(SUPPLIED PASSAGE)

+---+

For my scenario the problem occurs in DPDK rte_vhost_dequeue_burst()
due to use of a vhost queue descriptor that has all fields 0:

   (gdb) print *desc
{addr = 0, len = 0, flags = 0, next = 0}


Subsequent use of desc->len to compute vb_avail = desc->len - vb_offset,
leads to the problem observed. What happens is that the packet needs to
be segmented -- on my system it fails roughly at segment 122000 when
memory available for mbufs run out.

The relevant local variables for rte_vhost_dequeue_burst() when breaking
on the condition desc->len == 0:

vb_avail = 4294967284  (0xfff4)
seg_avail = 2608
vb_offset = 12
cpy_len = 2608
seg_num = 1
desc = 0x2aadb6e5c000
vb_addr = 46928960159744
entry_success = 0

Note also that there is no crash despite to the desc->addr being zero,
it is a valid address in the regions mapped to the device. Although, the
3 regions mapped does not seem to be correct either at this stage.


The versions that I'm running are OVS 2.4.0, with corrections from the
2.4 branch, and DPDK 2.1.0. QEMU emulator version 2.2.0 and
libvirt version 1.2.12.


Regards,

Patrik

+---+

(DATA SHOWN)
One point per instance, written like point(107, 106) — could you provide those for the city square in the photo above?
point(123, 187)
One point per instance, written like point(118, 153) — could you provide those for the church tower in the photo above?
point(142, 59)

+---+

(EXERCISE GOAL) Write out the stretch of the vhost debugging post that opens with the words "(gdb) print *desc" and closes with "mbufs run out.", copying it word for word.

(WORKED ANSWER)
(gdb) print *desc
{addr = 0, len = 0, flags = 0, next = 0}


Subsequent use of desc->len to compute vb_avail = desc->len - vb_offset,
leads to the problem observed. What happens is that the packet needs to
be segmented -- on my system it fails roughly at segment 122000 when
memory available for mbufs run out.